Produce a verbatim copy of the entries listed below.
___ RECORDED DATA ___
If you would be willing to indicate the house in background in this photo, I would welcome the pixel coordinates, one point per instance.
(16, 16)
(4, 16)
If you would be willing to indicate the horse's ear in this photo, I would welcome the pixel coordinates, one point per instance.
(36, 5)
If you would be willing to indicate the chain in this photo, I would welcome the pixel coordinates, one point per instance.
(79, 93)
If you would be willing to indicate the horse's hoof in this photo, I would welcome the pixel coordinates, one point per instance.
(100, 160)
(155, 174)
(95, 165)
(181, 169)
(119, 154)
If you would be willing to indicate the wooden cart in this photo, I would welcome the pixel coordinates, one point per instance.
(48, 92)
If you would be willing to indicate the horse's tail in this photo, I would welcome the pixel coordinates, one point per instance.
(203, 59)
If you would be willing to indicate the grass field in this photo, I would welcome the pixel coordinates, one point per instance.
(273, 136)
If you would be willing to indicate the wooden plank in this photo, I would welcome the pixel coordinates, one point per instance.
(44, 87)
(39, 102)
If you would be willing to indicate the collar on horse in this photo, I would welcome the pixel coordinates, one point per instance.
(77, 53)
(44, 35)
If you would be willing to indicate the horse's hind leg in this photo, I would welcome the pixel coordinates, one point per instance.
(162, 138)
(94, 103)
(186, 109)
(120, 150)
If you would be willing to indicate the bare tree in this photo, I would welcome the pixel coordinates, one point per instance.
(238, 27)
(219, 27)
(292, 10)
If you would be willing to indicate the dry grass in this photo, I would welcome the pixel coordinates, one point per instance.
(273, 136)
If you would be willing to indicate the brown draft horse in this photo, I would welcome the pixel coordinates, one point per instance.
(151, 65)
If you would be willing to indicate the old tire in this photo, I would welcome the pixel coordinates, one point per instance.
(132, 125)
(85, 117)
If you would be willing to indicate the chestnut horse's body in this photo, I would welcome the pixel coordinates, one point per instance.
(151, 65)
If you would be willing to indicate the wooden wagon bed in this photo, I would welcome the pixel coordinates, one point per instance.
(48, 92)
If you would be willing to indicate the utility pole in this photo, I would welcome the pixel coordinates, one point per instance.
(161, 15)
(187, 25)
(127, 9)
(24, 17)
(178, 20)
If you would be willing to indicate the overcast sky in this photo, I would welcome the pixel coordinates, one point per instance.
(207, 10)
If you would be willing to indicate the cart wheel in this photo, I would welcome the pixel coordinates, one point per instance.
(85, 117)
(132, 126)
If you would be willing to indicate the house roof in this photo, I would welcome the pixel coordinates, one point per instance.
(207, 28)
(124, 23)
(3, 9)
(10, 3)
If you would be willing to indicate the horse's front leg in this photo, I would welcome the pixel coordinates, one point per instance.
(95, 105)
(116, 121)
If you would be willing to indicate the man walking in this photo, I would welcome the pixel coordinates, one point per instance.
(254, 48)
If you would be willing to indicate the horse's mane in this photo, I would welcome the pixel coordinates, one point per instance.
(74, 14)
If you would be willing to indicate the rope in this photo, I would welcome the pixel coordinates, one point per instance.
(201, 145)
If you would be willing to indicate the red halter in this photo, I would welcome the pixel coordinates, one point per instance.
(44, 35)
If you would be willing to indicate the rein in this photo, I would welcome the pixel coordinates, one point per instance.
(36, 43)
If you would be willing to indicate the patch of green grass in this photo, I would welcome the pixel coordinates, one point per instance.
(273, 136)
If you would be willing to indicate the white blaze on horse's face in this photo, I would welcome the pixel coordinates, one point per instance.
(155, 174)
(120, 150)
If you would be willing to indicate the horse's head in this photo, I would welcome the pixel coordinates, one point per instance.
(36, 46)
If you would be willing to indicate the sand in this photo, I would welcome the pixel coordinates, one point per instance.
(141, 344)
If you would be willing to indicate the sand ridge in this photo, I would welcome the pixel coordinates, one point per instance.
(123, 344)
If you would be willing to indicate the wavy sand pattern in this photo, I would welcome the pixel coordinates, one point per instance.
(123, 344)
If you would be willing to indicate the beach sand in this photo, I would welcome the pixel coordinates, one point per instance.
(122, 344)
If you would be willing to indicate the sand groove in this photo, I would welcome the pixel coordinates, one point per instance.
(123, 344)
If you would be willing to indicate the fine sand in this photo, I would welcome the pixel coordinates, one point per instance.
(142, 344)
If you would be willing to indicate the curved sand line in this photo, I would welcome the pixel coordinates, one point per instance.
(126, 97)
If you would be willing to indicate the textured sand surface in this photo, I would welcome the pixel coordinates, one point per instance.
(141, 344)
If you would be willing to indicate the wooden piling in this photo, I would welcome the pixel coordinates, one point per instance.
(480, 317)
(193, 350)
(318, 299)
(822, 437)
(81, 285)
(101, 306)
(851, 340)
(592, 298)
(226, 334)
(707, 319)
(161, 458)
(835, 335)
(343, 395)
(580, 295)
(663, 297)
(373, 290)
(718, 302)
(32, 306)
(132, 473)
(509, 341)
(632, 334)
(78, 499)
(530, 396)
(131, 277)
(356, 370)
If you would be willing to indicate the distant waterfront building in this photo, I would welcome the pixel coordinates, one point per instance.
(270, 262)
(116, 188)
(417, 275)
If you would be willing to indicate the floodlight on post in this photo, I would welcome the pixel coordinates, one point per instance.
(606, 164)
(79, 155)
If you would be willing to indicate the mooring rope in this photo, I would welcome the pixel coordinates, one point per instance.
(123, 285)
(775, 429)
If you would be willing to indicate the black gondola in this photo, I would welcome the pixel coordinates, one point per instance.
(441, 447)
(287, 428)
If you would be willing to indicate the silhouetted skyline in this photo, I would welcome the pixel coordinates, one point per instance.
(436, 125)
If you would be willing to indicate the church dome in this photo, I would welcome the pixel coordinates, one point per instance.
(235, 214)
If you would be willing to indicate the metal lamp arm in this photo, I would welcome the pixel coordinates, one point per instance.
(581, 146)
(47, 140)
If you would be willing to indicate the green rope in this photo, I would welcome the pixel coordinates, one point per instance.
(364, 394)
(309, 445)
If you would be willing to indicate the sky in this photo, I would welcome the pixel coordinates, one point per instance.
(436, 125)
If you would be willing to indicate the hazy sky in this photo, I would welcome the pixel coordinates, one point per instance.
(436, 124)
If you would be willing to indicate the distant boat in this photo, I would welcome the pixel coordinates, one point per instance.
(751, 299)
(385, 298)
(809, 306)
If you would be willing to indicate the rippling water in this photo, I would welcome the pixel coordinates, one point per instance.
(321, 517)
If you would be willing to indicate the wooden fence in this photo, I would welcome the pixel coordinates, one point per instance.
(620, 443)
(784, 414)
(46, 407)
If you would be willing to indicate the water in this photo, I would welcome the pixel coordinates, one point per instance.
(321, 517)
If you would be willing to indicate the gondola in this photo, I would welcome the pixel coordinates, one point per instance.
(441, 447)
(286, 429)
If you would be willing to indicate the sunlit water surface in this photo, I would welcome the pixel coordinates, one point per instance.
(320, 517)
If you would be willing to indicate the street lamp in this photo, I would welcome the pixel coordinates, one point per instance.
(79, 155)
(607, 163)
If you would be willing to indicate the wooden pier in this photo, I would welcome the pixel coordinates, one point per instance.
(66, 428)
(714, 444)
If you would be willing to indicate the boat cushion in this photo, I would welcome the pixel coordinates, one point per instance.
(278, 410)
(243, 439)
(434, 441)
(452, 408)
___
SOLUTION BELOW
If you would be willing to indicate the house in background in this photo, I would welcome the pixel coordinates, one point per instance.
(16, 16)
(4, 16)
If you would be willing to indicate the horse's ear in this photo, I would welcome the pixel coordinates, one point per instance.
(36, 5)
If you would be willing to indicate the chain in this photo, I would welcome the pixel coordinates, one point per instance.
(79, 93)
If you would be willing to indicate the horse's hoof in this photo, I would welcome the pixel coordinates, one point per instance.
(100, 160)
(155, 174)
(95, 165)
(181, 169)
(119, 154)
If you would be willing to indicate the wooden cart in this photo, I would welcome the pixel coordinates, one point per instance.
(48, 92)
If you would be willing to indicate the horse's tail in this photo, I would welcome the pixel coordinates, one point per instance.
(203, 59)
If you would be willing to indicate the grass field in this photo, I would welcome the pixel coordinates, one point per instance.
(273, 136)
If you would be willing to indicate the wooden plank in this photo, I would welcome the pixel coordinates, one point per instance.
(44, 87)
(39, 102)
If you would be willing to indicate the collar on horse in this photo, I would welcome the pixel coordinates, one point per instance.
(77, 53)
(44, 35)
If you would be willing to indicate the horse's hind leg in this photo, I would welcome the pixel coordinates, one point per instance.
(162, 138)
(94, 103)
(186, 109)
(120, 150)
If you would be willing to indicate the bare tree in this photo, I would welcome the pixel coordinates, one point per instance.
(238, 27)
(219, 27)
(292, 10)
If you would be willing to indicate the dry grass in this photo, I would welcome the pixel coordinates, one point per instance.
(273, 136)
If you would be willing to indicate the brown draft horse in this photo, I would welcome the pixel coordinates, one point per instance.
(151, 65)
If you would be willing to indicate the old tire in this photo, I would welcome the pixel coordinates, one point per instance.
(132, 125)
(85, 117)
If you would be willing to indicate the chestnut horse's body in this photo, I would welcome the pixel coordinates, one point per instance.
(151, 65)
If you would be willing to indicate the wooden wagon bed in this photo, I would welcome the pixel coordinates, one point per instance.
(48, 92)
If you would be willing to indicate the utility pole in this photo, I would welcome the pixel coordinates, one point per instance.
(161, 15)
(187, 25)
(127, 9)
(24, 17)
(178, 20)
If you would be willing to indicate the overcast sky in this photo, I would welcome the pixel coordinates, one point per instance.
(207, 10)
If you would be willing to indicate the cart wheel in this photo, I would welcome the pixel coordinates, one point per instance.
(85, 117)
(132, 126)
If you would be willing to indicate the house roof in this photo, I would welcome the pixel coordinates, one point per instance.
(207, 28)
(124, 23)
(3, 9)
(10, 3)
If you would be willing to indicate the horse's front leg in this photo, I would welcome the pixel coordinates, one point per instance.
(95, 105)
(116, 121)
If you would be willing to indicate the man walking in this photo, I would welcome the pixel coordinates, one point per instance.
(254, 48)
If you would be willing to indicate the horse's mane in this photo, I would welcome the pixel coordinates, one point per instance.
(74, 14)
If you would be willing to indicate the rope in this photo, I would welcome the pixel coordinates, one point per instance.
(201, 145)
If you would be willing to indicate the red halter in this photo, I would welcome the pixel coordinates, one point per instance.
(44, 35)
If you would be willing to indicate the rein in this photo, I would welcome the pixel coordinates, one point per instance.
(36, 43)
If you would be willing to indicate the patch of green grass in this photo, I would welcome the pixel coordinates, one point per instance.
(273, 136)
If you would be willing to indicate the white blaze on horse's face in this photo, I would welcome the pixel coordinates, one point per instance.
(155, 174)
(120, 150)
If you would be willing to indicate the horse's head in this photo, I would welcome the pixel coordinates, one point per instance.
(36, 46)
If you would be willing to indicate the sand in this photo, I would welcome the pixel coordinates, one point per instance.
(141, 344)
If you would be willing to indicate the sand ridge in this photo, I would welcome the pixel coordinates, one point per instance.
(123, 344)
If you would be willing to indicate the wavy sand pattern in this photo, I would welcome the pixel coordinates, one point per instance.
(123, 344)
If you would be willing to indicate the beach sand in this photo, I would welcome the pixel coordinates, one point per instance.
(122, 344)
If you would be willing to indicate the sand groove in this photo, I would welcome the pixel coordinates, one point per instance.
(123, 344)
If you would be willing to indicate the fine sand in this photo, I would welcome the pixel coordinates, one point per instance.
(142, 344)
If you would be willing to indicate the curved sand line in this photo, I would welcome the pixel coordinates, one point per instance.
(126, 97)
If you would be willing to indicate the textured sand surface in this photo, I would welcome the pixel coordinates, one point per instance.
(141, 344)
If you would be willing to indicate the wooden piling in this photo, I would welcome the pixel coordinates, one point per instance.
(480, 317)
(193, 350)
(318, 299)
(822, 437)
(81, 285)
(101, 306)
(851, 340)
(592, 298)
(226, 334)
(707, 319)
(161, 458)
(835, 335)
(343, 395)
(580, 295)
(663, 297)
(373, 290)
(718, 302)
(32, 306)
(132, 473)
(509, 341)
(632, 334)
(78, 499)
(530, 396)
(131, 277)
(356, 370)
If you would be willing to indicate the distant waterfront building in this photo, I would welcome the pixel coordinates, one point per instance.
(270, 262)
(116, 188)
(417, 275)
If you would be willing to indicate the floodlight on post in this photo, I would welcome the pixel coordinates, one point per instance.
(606, 164)
(79, 155)
If you would be willing to indicate the mooring rope in this photo, I would welcome the pixel coordinates, one point per instance.
(123, 285)
(775, 429)
If you would be willing to indicate the black gondola in this photo, I would welcome the pixel coordinates, one point per instance.
(441, 447)
(287, 428)
If you would be willing to indicate the silhouetted skyline in this photo, I would welcome the pixel coordinates, one point per instance.
(436, 125)
If you would be willing to indicate the church dome in this photo, I would welcome the pixel coordinates, one point per instance.
(235, 214)
If you would be willing to indicate the metal lamp arm in this photo, I would welcome the pixel coordinates, one point per instance.
(581, 146)
(47, 140)
If you would be willing to indicate the green rope in this photo, I would welcome the pixel coordinates, one point per instance.
(364, 394)
(309, 445)
If you would be willing to indicate the sky in this photo, I would welcome the pixel coordinates, one point per instance.
(436, 125)
If you would be willing to indicate the hazy sky in this photo, I would welcome the pixel coordinates, one point per instance.
(436, 124)
If you would be willing to indicate the distant boat in this photo, I would welcome the pixel coordinates, one point per instance.
(751, 299)
(385, 298)
(809, 306)
If you would be willing to indicate the rippling water in this photo, I would welcome the pixel coordinates, one point per instance.
(321, 517)
If you would be willing to indicate the wooden fence in this photo, I would welcome the pixel coordinates, one point per instance.
(620, 443)
(784, 414)
(46, 407)
If you would be willing to indicate the water in this photo, I would welcome the pixel coordinates, one point per instance.
(321, 517)
If you would be willing to indicate the gondola in this photo, I would welcome the pixel coordinates, one point per instance.
(441, 447)
(286, 429)
If you would be willing to indicate the sunlit water surface in this photo, I would welcome the pixel coordinates, one point per instance.
(320, 517)
If you would be willing to indicate the street lamp in this photo, I would welcome the pixel coordinates, one point per instance.
(79, 155)
(607, 163)
If you would be willing to indicate the wooden pier in this photo, I would welcome the pixel coordinates, one point per instance.
(66, 428)
(714, 444)
If you would be willing to indicate the boat cushion in this photo, I would welcome the pixel coordinates, one point per instance.
(278, 410)
(243, 439)
(434, 441)
(452, 408)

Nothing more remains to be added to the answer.